╭──
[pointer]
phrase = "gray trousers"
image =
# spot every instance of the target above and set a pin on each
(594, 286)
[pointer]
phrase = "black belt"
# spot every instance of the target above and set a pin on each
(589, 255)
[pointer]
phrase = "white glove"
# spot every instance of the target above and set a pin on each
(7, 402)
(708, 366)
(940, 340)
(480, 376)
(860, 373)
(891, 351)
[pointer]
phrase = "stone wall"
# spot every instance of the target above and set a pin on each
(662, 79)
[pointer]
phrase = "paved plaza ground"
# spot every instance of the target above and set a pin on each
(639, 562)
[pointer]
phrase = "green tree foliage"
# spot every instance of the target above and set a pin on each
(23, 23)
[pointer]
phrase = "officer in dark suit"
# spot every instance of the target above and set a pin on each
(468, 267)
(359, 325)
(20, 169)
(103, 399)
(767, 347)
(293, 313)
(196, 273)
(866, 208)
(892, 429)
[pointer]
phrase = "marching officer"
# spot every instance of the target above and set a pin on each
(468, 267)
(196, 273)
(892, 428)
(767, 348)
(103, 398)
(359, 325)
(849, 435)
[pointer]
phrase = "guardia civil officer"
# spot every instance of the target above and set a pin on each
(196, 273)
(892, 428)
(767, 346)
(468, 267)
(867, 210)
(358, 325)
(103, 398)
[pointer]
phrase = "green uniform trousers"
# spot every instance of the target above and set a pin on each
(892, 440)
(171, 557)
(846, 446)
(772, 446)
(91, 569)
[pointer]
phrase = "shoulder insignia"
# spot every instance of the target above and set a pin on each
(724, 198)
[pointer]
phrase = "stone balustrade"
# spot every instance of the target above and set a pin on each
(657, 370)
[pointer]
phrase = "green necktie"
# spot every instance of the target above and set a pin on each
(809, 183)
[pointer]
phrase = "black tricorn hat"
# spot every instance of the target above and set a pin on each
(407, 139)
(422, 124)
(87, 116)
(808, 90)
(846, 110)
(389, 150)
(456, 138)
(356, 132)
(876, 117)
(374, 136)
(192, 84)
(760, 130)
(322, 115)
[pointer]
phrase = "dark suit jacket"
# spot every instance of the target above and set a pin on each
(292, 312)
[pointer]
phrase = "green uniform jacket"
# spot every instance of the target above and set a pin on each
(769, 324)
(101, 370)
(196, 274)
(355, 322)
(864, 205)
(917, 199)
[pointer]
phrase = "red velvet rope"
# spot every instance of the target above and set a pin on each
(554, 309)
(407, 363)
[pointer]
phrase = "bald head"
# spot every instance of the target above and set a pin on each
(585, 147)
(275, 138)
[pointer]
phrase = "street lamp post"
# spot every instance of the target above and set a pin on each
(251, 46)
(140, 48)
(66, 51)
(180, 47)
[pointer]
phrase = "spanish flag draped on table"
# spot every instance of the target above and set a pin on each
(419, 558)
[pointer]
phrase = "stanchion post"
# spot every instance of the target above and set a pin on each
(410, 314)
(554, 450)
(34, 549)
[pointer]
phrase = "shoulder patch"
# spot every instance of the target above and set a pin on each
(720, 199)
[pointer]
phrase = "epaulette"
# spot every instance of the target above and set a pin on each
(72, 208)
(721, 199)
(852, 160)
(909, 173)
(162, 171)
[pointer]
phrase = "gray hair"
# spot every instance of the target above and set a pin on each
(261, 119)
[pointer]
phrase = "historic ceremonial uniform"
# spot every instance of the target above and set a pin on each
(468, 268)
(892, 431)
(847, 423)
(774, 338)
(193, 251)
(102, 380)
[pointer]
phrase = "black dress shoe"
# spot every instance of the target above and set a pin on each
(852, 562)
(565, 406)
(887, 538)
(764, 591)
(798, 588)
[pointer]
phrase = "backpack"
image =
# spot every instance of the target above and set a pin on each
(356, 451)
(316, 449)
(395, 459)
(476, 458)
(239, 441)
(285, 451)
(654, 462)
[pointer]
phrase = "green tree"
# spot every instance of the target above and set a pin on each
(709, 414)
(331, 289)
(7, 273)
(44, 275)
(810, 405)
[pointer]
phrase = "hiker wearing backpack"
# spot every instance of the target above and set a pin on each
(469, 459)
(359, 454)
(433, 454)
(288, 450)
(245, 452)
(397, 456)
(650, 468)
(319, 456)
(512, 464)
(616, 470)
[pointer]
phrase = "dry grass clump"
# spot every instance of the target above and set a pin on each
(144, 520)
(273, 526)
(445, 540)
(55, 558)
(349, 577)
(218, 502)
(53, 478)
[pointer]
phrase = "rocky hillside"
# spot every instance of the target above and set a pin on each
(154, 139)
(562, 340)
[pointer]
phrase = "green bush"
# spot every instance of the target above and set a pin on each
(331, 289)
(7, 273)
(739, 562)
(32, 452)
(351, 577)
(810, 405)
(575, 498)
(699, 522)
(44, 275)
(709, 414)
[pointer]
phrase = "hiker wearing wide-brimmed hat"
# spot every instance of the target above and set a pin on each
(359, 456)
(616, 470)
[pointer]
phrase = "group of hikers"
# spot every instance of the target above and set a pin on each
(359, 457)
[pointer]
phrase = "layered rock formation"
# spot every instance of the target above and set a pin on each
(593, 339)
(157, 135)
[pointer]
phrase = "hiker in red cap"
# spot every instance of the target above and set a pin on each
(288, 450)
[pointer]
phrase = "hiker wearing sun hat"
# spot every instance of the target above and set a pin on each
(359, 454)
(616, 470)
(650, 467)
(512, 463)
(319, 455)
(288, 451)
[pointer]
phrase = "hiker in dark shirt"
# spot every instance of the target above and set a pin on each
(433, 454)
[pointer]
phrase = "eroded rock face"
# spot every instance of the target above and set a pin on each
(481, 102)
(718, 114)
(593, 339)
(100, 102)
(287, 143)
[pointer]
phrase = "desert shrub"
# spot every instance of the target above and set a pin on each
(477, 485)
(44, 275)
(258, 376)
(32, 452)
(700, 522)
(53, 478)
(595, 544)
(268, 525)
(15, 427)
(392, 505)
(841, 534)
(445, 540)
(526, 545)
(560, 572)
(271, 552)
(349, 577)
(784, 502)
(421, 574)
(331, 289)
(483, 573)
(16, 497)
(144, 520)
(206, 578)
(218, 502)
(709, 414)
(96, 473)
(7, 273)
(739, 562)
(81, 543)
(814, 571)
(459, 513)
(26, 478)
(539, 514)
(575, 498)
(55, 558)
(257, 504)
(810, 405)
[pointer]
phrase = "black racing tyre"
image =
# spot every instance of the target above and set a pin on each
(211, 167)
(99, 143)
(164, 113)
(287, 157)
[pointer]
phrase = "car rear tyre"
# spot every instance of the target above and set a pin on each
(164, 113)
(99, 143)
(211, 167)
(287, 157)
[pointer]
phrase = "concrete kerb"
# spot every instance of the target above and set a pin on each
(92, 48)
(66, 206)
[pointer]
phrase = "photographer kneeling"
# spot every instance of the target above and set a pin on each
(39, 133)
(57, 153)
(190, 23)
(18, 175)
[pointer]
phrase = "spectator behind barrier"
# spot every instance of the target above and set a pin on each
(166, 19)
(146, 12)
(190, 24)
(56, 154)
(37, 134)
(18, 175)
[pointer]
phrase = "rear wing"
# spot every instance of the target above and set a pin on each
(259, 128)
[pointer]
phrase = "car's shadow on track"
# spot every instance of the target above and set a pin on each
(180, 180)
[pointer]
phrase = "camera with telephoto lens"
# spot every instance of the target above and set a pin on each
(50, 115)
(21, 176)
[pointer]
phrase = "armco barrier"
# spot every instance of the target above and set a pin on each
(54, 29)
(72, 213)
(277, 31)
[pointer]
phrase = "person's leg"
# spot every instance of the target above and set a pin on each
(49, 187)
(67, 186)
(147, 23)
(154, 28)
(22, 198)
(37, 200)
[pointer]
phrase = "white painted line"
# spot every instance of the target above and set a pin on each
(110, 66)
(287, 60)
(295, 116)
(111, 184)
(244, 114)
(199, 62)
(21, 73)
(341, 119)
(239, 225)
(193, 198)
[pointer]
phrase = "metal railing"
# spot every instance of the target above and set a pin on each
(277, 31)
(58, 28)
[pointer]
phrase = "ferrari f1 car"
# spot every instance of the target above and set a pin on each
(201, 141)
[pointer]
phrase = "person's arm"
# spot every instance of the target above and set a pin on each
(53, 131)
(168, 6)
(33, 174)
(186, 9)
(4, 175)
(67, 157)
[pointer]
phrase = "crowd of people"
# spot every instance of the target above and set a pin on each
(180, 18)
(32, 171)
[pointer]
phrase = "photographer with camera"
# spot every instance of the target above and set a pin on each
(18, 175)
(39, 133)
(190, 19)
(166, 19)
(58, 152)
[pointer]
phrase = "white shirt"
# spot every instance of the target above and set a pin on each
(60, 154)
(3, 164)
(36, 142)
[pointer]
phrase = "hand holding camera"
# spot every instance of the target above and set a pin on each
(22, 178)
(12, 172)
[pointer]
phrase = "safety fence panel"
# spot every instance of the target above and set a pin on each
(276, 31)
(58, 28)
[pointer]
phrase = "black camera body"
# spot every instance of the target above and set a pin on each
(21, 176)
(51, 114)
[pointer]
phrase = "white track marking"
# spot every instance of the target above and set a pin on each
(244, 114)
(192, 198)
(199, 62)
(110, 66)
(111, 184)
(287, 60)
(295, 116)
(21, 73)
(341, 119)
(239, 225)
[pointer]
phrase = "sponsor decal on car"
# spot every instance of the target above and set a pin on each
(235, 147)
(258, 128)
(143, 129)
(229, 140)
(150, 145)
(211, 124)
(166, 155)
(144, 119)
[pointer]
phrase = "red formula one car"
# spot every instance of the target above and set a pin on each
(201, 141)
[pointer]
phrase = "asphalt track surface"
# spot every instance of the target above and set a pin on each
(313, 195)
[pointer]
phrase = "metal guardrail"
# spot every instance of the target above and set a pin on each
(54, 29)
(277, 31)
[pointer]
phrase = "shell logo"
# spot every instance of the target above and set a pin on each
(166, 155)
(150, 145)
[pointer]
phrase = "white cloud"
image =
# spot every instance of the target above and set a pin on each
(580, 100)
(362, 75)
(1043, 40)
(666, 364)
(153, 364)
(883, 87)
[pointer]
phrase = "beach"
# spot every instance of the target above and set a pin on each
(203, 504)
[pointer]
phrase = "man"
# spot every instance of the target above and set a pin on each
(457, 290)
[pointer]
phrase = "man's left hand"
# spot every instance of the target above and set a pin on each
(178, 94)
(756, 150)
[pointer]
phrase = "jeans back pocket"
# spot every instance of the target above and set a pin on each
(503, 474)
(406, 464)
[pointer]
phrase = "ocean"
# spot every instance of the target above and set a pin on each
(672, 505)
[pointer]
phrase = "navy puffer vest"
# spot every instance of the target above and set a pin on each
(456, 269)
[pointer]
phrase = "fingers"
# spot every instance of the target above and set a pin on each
╰──
## [Your objective]
Pick out each line in the data above that contains the word "tyre".

## [Result of the task]
phrase = "black racing tyre"
phrase = "car rear tyre"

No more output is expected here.